== Assignment ==
Starting at the line that contains "<point>182,60</point>" in the listing below, write out every line word for word until you have written the line that contains "<point>566,195</point>".

== Exercise material ==

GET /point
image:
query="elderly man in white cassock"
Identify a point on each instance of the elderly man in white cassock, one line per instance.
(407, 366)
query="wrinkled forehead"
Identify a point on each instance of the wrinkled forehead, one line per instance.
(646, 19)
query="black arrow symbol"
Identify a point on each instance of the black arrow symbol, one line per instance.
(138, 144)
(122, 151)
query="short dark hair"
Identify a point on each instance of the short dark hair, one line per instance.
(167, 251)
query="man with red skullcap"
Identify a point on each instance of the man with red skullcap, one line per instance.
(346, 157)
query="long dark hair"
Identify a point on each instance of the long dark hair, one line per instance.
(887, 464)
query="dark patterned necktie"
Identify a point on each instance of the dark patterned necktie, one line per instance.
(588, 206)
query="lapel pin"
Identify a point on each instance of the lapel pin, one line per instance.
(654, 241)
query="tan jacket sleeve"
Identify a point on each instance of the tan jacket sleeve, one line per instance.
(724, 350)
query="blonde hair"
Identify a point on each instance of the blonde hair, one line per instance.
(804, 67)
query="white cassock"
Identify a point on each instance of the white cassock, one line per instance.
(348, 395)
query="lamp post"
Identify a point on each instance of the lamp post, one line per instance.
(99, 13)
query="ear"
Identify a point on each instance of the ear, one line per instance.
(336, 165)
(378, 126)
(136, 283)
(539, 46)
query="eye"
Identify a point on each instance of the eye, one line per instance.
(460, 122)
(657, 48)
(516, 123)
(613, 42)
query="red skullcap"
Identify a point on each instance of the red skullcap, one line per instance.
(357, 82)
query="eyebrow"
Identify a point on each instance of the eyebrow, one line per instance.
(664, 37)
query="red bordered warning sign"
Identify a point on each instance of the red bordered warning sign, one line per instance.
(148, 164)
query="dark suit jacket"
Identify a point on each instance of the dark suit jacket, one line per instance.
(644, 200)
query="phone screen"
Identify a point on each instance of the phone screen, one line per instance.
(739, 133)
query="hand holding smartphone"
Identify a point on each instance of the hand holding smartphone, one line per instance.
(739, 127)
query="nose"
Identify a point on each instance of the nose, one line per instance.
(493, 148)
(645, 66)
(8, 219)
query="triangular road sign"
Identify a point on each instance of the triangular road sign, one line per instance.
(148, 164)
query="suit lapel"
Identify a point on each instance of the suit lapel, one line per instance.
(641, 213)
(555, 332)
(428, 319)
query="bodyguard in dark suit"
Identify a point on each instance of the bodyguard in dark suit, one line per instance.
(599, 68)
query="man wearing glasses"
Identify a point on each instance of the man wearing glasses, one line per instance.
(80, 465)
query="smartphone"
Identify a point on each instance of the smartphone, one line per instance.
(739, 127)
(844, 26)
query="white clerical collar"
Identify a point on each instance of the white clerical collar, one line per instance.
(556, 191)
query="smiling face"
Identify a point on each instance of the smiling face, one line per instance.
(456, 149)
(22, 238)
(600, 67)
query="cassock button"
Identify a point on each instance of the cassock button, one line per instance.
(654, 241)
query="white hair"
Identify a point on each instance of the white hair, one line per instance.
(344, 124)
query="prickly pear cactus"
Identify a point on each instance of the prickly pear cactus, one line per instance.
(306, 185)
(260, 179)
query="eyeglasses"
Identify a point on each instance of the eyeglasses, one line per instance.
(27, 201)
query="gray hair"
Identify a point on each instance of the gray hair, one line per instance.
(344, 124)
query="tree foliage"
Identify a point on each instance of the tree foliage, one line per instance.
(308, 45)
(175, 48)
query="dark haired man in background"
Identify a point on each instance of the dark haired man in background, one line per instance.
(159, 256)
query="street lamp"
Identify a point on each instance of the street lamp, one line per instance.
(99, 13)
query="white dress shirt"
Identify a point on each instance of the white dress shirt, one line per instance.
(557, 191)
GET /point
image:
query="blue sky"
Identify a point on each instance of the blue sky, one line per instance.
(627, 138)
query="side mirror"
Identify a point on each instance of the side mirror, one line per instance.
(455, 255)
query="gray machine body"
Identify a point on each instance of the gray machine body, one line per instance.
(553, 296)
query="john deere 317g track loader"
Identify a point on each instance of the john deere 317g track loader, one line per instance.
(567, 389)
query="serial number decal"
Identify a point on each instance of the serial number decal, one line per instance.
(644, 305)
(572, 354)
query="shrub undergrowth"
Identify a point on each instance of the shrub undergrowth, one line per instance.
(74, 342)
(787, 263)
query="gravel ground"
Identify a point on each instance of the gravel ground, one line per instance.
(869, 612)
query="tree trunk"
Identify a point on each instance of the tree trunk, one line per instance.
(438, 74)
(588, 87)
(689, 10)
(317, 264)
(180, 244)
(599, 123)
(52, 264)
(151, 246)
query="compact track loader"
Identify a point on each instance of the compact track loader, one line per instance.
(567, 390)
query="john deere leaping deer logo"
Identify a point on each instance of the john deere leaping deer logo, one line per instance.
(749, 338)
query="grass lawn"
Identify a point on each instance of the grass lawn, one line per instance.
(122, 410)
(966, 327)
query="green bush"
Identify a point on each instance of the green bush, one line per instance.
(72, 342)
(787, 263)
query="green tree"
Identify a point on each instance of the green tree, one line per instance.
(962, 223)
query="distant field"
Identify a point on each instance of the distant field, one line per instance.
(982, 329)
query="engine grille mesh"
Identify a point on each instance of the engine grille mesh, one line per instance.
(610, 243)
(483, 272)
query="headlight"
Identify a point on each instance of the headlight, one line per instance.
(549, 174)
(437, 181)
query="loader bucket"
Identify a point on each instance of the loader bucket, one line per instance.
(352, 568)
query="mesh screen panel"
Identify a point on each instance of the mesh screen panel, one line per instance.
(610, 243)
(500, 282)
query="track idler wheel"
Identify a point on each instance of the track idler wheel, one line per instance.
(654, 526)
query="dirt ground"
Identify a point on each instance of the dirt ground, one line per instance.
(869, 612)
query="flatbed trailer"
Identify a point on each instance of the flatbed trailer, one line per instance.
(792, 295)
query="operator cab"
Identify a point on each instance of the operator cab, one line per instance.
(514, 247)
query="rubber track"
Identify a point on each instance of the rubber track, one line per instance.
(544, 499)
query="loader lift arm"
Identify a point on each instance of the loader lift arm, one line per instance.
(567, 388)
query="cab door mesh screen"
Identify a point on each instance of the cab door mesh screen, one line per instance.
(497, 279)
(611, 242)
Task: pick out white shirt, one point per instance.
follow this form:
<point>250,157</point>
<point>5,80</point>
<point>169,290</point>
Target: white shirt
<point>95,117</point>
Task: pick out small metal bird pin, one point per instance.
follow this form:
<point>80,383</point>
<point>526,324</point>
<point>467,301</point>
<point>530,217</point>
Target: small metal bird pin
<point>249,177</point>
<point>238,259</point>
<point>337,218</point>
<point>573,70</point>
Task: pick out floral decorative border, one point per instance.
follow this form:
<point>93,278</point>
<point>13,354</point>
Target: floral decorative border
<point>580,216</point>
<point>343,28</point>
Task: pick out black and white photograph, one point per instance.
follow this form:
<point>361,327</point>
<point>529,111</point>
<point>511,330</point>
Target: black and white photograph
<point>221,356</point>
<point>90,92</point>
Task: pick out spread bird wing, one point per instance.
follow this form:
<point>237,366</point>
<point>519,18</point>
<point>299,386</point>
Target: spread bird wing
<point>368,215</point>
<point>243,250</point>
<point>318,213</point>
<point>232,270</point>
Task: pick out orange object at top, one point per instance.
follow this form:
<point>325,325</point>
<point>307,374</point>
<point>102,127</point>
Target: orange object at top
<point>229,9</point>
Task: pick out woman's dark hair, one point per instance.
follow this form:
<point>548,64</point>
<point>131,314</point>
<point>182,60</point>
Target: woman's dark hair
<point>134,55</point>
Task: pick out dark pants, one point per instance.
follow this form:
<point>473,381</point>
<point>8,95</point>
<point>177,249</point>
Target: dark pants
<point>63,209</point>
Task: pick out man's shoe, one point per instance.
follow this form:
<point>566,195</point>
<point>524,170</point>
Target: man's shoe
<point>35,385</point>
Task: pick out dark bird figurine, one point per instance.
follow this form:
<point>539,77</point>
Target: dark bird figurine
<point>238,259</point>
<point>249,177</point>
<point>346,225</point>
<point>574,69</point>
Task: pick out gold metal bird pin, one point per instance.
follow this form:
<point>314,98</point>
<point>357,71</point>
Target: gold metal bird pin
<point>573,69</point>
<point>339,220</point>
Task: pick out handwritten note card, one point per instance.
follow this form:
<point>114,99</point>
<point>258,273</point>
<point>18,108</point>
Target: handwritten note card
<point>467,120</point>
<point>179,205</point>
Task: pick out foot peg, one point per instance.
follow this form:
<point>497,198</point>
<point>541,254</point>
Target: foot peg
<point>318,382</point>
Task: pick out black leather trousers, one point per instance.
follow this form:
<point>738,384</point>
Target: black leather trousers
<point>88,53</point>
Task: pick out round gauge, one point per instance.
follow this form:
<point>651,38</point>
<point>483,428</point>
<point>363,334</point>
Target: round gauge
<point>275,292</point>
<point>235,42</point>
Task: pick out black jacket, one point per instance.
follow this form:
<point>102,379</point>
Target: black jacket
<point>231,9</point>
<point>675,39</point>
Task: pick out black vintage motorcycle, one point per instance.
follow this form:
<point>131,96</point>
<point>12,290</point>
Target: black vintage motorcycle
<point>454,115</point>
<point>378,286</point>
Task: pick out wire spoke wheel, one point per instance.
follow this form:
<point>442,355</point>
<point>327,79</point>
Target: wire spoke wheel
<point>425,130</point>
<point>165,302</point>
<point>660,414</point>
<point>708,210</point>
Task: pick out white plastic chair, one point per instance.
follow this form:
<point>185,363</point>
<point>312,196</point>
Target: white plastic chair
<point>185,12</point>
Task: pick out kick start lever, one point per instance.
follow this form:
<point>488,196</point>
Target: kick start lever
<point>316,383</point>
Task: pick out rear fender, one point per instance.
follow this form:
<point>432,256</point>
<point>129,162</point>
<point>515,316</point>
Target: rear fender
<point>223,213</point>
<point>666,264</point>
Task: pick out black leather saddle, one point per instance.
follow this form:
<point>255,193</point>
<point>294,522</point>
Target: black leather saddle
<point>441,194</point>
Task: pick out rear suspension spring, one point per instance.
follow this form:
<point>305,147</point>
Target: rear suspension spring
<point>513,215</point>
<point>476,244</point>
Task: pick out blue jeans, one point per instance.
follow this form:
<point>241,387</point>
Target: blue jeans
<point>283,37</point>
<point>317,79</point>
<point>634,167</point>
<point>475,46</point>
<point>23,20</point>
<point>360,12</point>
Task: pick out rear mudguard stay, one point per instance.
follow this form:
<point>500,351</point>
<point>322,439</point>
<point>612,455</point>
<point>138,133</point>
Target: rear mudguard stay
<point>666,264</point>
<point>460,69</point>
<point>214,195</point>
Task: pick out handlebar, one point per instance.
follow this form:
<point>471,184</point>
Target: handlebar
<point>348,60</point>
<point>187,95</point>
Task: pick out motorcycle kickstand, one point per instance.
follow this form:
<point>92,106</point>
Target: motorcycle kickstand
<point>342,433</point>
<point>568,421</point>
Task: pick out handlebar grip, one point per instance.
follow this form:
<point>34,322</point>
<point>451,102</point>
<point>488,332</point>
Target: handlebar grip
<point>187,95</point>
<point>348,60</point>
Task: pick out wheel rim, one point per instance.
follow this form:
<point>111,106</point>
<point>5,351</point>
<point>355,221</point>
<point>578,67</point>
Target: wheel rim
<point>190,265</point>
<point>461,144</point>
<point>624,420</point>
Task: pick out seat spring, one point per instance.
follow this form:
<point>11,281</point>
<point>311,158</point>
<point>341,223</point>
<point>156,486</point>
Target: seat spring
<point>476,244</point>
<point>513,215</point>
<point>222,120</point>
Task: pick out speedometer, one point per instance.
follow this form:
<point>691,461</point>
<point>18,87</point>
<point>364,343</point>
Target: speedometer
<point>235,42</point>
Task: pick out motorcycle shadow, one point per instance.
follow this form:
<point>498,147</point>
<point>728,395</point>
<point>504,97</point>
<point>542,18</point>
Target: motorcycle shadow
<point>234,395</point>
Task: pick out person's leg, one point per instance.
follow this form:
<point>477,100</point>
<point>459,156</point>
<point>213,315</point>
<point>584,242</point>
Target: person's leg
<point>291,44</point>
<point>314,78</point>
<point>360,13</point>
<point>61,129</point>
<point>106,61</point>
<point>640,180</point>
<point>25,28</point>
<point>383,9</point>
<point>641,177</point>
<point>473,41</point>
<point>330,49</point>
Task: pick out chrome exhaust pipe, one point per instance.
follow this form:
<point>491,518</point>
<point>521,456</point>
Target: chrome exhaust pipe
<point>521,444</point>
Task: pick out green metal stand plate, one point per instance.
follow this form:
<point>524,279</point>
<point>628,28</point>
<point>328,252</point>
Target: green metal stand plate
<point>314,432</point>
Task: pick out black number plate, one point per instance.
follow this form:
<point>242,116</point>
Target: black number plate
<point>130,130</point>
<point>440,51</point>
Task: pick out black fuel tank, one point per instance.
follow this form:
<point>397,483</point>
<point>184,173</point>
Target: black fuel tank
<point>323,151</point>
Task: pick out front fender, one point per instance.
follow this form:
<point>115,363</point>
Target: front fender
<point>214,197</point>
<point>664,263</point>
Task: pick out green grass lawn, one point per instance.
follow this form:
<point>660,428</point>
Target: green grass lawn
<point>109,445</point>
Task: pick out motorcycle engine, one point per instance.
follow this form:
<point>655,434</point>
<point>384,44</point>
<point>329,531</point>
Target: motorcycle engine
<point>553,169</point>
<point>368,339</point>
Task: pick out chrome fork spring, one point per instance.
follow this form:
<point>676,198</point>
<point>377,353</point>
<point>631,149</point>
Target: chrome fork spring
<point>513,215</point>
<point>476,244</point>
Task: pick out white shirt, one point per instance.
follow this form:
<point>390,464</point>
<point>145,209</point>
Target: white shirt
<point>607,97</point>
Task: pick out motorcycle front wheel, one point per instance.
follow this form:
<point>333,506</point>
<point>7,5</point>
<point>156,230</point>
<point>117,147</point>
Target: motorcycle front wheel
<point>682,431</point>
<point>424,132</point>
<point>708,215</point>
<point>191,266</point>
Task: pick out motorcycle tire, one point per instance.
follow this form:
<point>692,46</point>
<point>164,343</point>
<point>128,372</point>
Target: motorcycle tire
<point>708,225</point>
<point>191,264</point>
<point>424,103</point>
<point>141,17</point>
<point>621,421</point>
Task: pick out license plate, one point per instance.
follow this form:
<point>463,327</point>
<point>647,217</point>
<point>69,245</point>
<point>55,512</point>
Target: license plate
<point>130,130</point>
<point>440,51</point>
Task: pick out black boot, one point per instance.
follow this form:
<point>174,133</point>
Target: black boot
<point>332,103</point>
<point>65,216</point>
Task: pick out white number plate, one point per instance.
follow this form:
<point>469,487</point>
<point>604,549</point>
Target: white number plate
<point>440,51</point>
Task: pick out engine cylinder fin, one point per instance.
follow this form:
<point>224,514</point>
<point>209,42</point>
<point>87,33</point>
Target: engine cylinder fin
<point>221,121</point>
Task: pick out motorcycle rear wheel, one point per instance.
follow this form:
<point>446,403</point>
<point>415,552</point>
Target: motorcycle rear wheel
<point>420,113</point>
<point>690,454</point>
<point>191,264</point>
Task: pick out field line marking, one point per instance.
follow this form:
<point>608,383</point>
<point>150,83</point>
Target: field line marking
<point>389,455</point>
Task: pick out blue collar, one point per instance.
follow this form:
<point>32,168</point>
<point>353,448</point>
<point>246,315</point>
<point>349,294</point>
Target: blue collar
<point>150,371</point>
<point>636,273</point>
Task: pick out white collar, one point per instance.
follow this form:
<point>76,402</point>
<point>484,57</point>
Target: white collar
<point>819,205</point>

== Solution for this exercise ==
<point>182,60</point>
Target: woman's dark hair
<point>134,55</point>
Task: pick out dark pants, one point per instance.
follow this form:
<point>473,381</point>
<point>8,95</point>
<point>177,249</point>
Target: dark pants
<point>63,209</point>
Task: pick out man's shoe, one point per instance.
follow this form:
<point>566,195</point>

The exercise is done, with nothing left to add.